[Some rows]
=-=-=

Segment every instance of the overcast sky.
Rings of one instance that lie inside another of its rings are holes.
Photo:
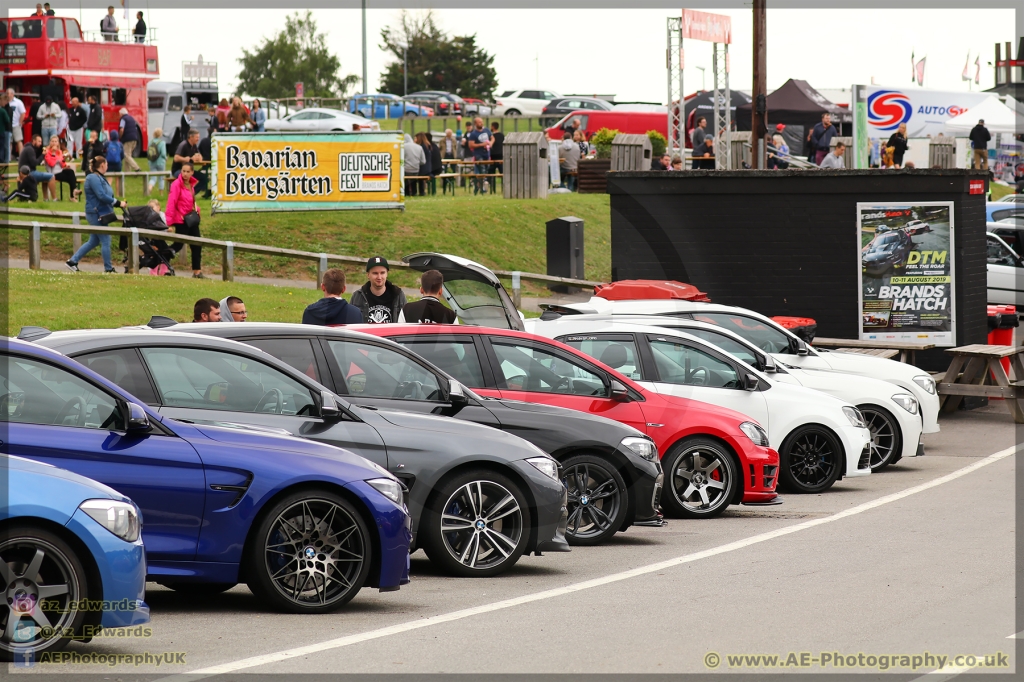
[[[131,3],[131,0],[129,0]],[[84,29],[98,29],[100,9],[72,9],[61,14],[80,17]],[[486,3],[481,3],[486,4]],[[429,6],[429,3],[410,3]],[[752,76],[751,10],[737,0],[737,9],[714,9],[732,17],[730,46],[732,87],[750,89]],[[696,8],[696,7],[694,7]],[[164,9],[147,10],[130,4],[134,26],[141,9],[157,29],[161,79],[181,80],[181,61],[200,54],[218,62],[220,89],[233,91],[241,49],[252,49],[285,23],[287,10]],[[20,14],[31,10],[24,9]],[[19,12],[11,10],[11,16]],[[476,34],[477,43],[495,55],[499,89],[543,87],[560,93],[614,94],[618,100],[658,101],[667,96],[666,9],[438,9],[435,16],[450,34]],[[398,10],[367,12],[368,71],[376,91],[380,74],[391,60],[379,48],[380,32],[396,25]],[[314,10],[328,44],[341,58],[344,74],[361,74],[360,12],[356,9]],[[1012,9],[768,9],[768,87],[788,78],[809,81],[817,88],[846,88],[870,83],[901,88],[911,86],[911,50],[928,57],[925,87],[966,90],[961,81],[970,53],[971,76],[981,55],[981,85],[993,85],[995,42],[1015,38]],[[712,86],[711,44],[687,40],[684,83],[687,92],[701,87],[705,67]],[[250,93],[259,94],[259,93]],[[401,94],[401,93],[398,93]]]

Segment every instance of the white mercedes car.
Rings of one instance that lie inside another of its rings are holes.
[[[337,109],[321,109],[310,106],[283,119],[267,119],[267,132],[359,132],[360,130],[380,130],[376,121],[370,121]]]
[[[597,296],[586,303],[544,307],[547,311],[541,319],[581,314],[631,314],[665,317],[659,327],[679,319],[696,319],[718,325],[738,334],[786,366],[802,370],[856,374],[900,386],[918,401],[924,432],[939,431],[939,396],[935,390],[935,380],[924,370],[870,355],[814,348],[775,321],[754,310],[676,299],[608,301]]]
[[[918,400],[905,390],[887,381],[870,377],[821,370],[801,370],[783,365],[750,341],[718,325],[679,318],[667,322],[665,317],[653,315],[615,315],[613,318],[610,315],[569,315],[550,322],[529,321],[527,327],[535,334],[557,338],[564,342],[567,334],[582,332],[604,334],[609,328],[620,324],[643,330],[643,332],[630,331],[628,332],[630,334],[646,333],[649,336],[651,330],[659,330],[662,333],[680,332],[697,337],[746,363],[758,372],[768,375],[768,381],[772,384],[803,386],[856,406],[871,434],[868,443],[869,464],[873,471],[895,464],[904,457],[924,454]],[[643,345],[642,341],[640,345]],[[769,433],[771,432],[769,426]]]
[[[729,408],[756,420],[778,451],[779,484],[787,491],[821,493],[844,476],[871,472],[870,432],[855,406],[769,378],[696,336],[571,317],[537,324],[534,333],[566,343],[652,391]]]

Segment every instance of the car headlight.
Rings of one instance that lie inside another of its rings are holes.
[[[86,500],[78,506],[92,520],[121,540],[133,543],[138,540],[142,524],[135,505],[119,500]]]
[[[754,422],[743,422],[739,425],[739,430],[750,438],[755,445],[761,445],[762,447],[768,446],[768,433],[761,428],[759,424]]]
[[[911,415],[918,414],[918,400],[909,393],[897,393],[893,396],[893,401]]]
[[[399,507],[404,504],[401,484],[394,478],[371,478],[367,483]]]
[[[642,457],[648,462],[653,462],[657,459],[657,445],[647,438],[630,436],[623,438],[623,441],[618,444],[630,449],[637,457]]]
[[[867,422],[864,421],[864,416],[860,414],[860,411],[852,406],[845,406],[843,408],[843,414],[846,418],[850,420],[850,423],[854,426],[858,426],[862,429],[867,428]]]
[[[558,480],[558,463],[550,457],[531,457],[526,461],[534,465],[534,468],[541,473]]]
[[[927,374],[914,377],[913,383],[924,388],[926,392],[935,395],[935,380],[929,377]]]

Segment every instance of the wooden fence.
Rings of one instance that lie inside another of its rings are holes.
[[[283,249],[280,247],[268,247],[259,244],[244,244],[241,242],[221,242],[219,240],[211,240],[205,237],[189,237],[186,235],[178,235],[176,232],[168,233],[166,231],[155,230],[155,229],[140,229],[136,227],[103,227],[99,225],[83,225],[81,223],[81,218],[84,214],[78,212],[70,211],[47,211],[42,209],[23,209],[8,207],[0,213],[7,213],[12,215],[24,215],[27,217],[52,217],[52,218],[70,218],[71,223],[56,223],[56,222],[41,222],[38,220],[3,220],[0,222],[0,227],[5,227],[7,229],[25,229],[29,232],[29,267],[31,269],[39,269],[42,265],[42,232],[52,231],[52,232],[63,232],[71,233],[73,236],[78,235],[79,241],[81,239],[82,232],[90,232],[94,235],[111,235],[112,237],[128,237],[129,244],[138,245],[138,240],[140,237],[145,237],[148,239],[164,240],[166,242],[180,242],[182,244],[198,244],[203,246],[204,249],[219,249],[221,253],[221,278],[224,282],[234,281],[234,254],[236,253],[254,253],[261,256],[273,256],[276,258],[292,258],[295,260],[306,260],[316,263],[316,286],[319,287],[321,283],[324,281],[324,273],[327,272],[328,267],[331,264],[341,265],[365,265],[367,258],[360,256],[342,256],[333,253],[315,253],[312,251],[299,251],[296,249]],[[139,269],[139,254],[138,249],[128,249],[128,271],[132,273],[138,273]],[[391,262],[391,267],[394,268],[409,268],[409,265],[401,262],[399,259],[395,259]],[[580,287],[584,289],[589,289],[601,284],[599,282],[591,282],[589,280],[573,280],[571,278],[558,278],[550,274],[538,274],[536,272],[519,272],[513,270],[494,270],[495,274],[500,278],[511,279],[513,284],[518,281],[532,282],[535,284],[540,284],[544,286],[548,285],[569,285],[571,287]],[[518,304],[519,300],[519,289],[517,287],[513,288],[513,295]]]

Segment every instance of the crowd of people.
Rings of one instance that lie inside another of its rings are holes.
[[[303,325],[389,325],[399,323],[435,323],[454,325],[455,312],[441,303],[444,275],[427,270],[420,276],[420,299],[406,300],[401,288],[388,282],[389,266],[383,256],[367,261],[367,282],[352,292],[351,301],[345,293],[345,272],[331,268],[324,273],[321,291],[324,296],[306,306]],[[246,322],[249,313],[245,301],[227,296],[220,301],[201,298],[193,307],[193,322]]]

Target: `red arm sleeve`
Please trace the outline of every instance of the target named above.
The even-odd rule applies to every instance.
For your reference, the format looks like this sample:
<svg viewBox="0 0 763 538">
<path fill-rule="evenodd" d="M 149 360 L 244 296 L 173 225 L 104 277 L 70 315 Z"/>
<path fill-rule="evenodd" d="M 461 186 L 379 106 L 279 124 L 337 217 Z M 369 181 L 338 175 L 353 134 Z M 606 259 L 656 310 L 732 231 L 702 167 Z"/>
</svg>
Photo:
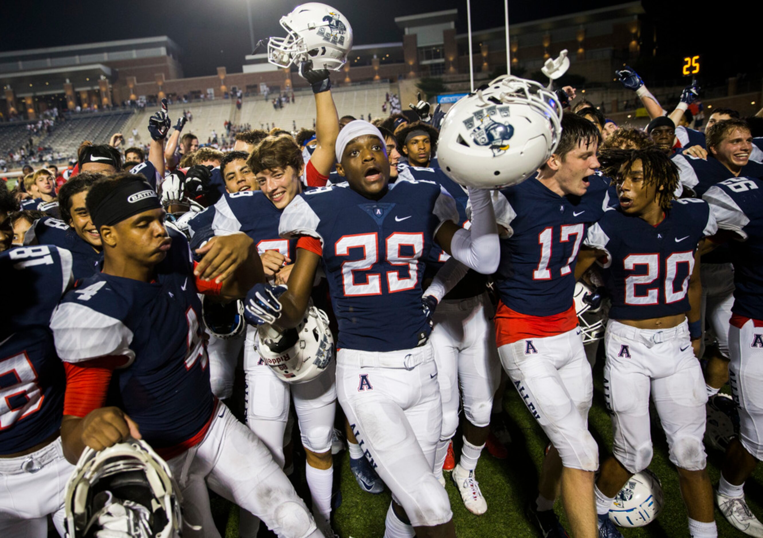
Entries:
<svg viewBox="0 0 763 538">
<path fill-rule="evenodd" d="M 84 417 L 88 413 L 102 408 L 114 370 L 128 362 L 127 357 L 109 356 L 86 362 L 64 362 L 66 391 L 63 397 L 63 414 Z"/>
<path fill-rule="evenodd" d="M 308 187 L 325 187 L 329 179 L 328 176 L 324 176 L 315 169 L 312 161 L 307 161 L 304 169 L 304 175 Z"/>
</svg>

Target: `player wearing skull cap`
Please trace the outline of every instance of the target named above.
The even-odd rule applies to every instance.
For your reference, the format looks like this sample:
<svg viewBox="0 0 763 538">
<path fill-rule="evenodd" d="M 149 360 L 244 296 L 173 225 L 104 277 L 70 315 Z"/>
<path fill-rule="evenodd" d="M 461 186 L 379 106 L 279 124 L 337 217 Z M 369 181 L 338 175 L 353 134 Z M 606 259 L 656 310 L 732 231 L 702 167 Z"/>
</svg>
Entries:
<svg viewBox="0 0 763 538">
<path fill-rule="evenodd" d="M 602 276 L 612 298 L 604 396 L 614 443 L 596 482 L 600 535 L 622 536 L 610 507 L 652 459 L 651 395 L 678 470 L 689 533 L 715 536 L 702 444 L 707 396 L 695 353 L 702 334 L 698 243 L 715 234 L 716 221 L 701 200 L 674 199 L 678 171 L 658 149 L 604 151 L 599 159 L 615 178 L 620 204 L 589 228 L 592 250 L 581 251 L 575 271 L 606 256 Z"/>
<path fill-rule="evenodd" d="M 370 124 L 347 124 L 336 154 L 347 182 L 303 193 L 284 211 L 281 235 L 299 237 L 288 290 L 278 301 L 279 291 L 255 286 L 249 319 L 296 326 L 323 260 L 339 321 L 340 402 L 393 494 L 386 536 L 413 536 L 412 525 L 419 536 L 453 536 L 447 495 L 432 472 L 442 410 L 421 275 L 435 242 L 471 267 L 494 270 L 489 194 L 470 192 L 468 231 L 456 224 L 453 199 L 436 183 L 388 185 L 385 141 Z"/>
<path fill-rule="evenodd" d="M 215 237 L 194 263 L 185 239 L 165 228 L 156 192 L 129 174 L 97 182 L 87 207 L 103 272 L 67 294 L 50 322 L 66 371 L 67 459 L 143 438 L 177 477 L 186 519 L 201 525 L 184 535 L 218 536 L 208 478 L 279 535 L 321 536 L 265 445 L 210 389 L 197 294 L 235 298 L 262 279 L 253 241 Z"/>
</svg>

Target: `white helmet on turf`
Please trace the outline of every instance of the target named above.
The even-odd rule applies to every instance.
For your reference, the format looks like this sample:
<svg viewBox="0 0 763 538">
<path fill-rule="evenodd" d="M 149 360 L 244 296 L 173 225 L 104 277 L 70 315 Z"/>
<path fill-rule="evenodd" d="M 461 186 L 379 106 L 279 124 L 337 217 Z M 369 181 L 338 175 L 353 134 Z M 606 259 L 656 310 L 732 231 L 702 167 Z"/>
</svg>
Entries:
<svg viewBox="0 0 763 538">
<path fill-rule="evenodd" d="M 662 485 L 648 469 L 633 475 L 615 496 L 610 520 L 619 527 L 643 527 L 662 511 Z"/>
<path fill-rule="evenodd" d="M 499 76 L 448 111 L 437 143 L 439 166 L 468 187 L 520 183 L 556 149 L 561 120 L 553 92 L 533 80 Z"/>
<path fill-rule="evenodd" d="M 285 37 L 268 41 L 268 61 L 279 67 L 311 60 L 313 69 L 338 71 L 353 48 L 353 28 L 333 8 L 311 2 L 281 18 Z"/>
<path fill-rule="evenodd" d="M 172 538 L 182 524 L 176 488 L 166 462 L 144 441 L 85 448 L 66 484 L 66 538 L 99 531 Z"/>
<path fill-rule="evenodd" d="M 604 300 L 585 282 L 575 285 L 575 312 L 578 314 L 583 335 L 583 345 L 592 343 L 604 337 L 607 320 L 604 313 Z"/>
<path fill-rule="evenodd" d="M 314 379 L 334 358 L 328 316 L 314 306 L 294 329 L 278 333 L 269 325 L 260 326 L 255 346 L 265 363 L 287 383 Z"/>
</svg>

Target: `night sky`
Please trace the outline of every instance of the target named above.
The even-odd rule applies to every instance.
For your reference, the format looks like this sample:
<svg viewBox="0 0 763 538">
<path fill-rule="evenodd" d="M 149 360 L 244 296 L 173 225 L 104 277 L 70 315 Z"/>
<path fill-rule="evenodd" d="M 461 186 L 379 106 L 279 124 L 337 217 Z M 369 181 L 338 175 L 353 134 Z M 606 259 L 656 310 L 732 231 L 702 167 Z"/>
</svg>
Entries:
<svg viewBox="0 0 763 538">
<path fill-rule="evenodd" d="M 278 21 L 297 2 L 251 2 L 256 40 L 284 35 Z M 588 0 L 584 8 L 620 3 Z M 348 18 L 357 44 L 401 40 L 395 17 L 452 8 L 459 9 L 458 31 L 466 31 L 465 0 L 330 0 L 329 4 Z M 694 8 L 688 2 L 643 0 L 642 4 L 657 21 L 661 52 L 702 53 L 716 69 L 729 71 L 724 72 L 725 76 L 736 74 L 732 71 L 737 69 L 757 70 L 755 76 L 760 77 L 760 58 L 751 58 L 745 52 L 753 47 L 752 39 L 759 33 L 755 26 L 758 18 L 740 17 L 738 11 L 723 16 Z M 474 0 L 472 29 L 501 25 L 503 5 L 501 0 Z M 572 13 L 581 11 L 582 5 L 555 0 L 513 0 L 510 2 L 510 22 Z M 5 14 L 0 34 L 0 50 L 4 51 L 167 35 L 183 50 L 181 62 L 185 76 L 211 75 L 219 66 L 229 72 L 239 72 L 243 56 L 251 53 L 244 0 L 32 0 L 6 6 Z"/>
</svg>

=-=-=

Gather every line of the rows above that contains the word "Segment".

Segment every instance of the overcast sky.
Segment every instance of the white mercedes car.
Segment every instance of the car headlight.
Segment every instance of the wooden fence.
Segment every instance of the crowd of people.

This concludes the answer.